======== Provided material
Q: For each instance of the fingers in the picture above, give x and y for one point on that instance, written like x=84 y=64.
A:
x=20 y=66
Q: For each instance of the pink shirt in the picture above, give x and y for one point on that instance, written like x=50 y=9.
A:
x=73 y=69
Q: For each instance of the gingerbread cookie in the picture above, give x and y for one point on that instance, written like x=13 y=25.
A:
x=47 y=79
================
======== Provided material
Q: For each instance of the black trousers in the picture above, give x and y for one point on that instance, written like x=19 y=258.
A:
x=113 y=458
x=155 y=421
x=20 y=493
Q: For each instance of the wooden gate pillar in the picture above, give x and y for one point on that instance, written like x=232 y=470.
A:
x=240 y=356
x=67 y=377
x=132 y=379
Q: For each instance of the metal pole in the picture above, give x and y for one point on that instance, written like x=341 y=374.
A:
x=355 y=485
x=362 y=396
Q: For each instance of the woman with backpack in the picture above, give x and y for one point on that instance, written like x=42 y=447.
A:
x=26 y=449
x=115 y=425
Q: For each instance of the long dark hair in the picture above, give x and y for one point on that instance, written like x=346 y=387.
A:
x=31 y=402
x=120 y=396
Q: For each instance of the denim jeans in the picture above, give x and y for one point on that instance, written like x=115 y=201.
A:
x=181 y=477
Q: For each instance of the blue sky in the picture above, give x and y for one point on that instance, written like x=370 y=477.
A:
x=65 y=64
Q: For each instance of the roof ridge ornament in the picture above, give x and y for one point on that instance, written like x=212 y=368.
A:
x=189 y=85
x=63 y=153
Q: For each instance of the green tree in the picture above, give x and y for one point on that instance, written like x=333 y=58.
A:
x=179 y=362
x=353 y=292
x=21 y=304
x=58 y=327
================
Format the lines from the one containing "Q: For each instance of the black" through the one containing "x=132 y=379", inclusive, as a JSON list of strings, one string per line, with blank lines left out.

[
  "Q: For each instance of the black trousers in the picture above, give x and y for one point on that instance, written like x=19 y=258.",
  "A:",
  "x=113 y=458",
  "x=155 y=421",
  "x=20 y=493",
  "Q: For each instance of the wooden gate pillar in the picture above, give x and y for one point on that instance, written like x=232 y=470.",
  "A:",
  "x=240 y=356",
  "x=67 y=377",
  "x=132 y=379"
]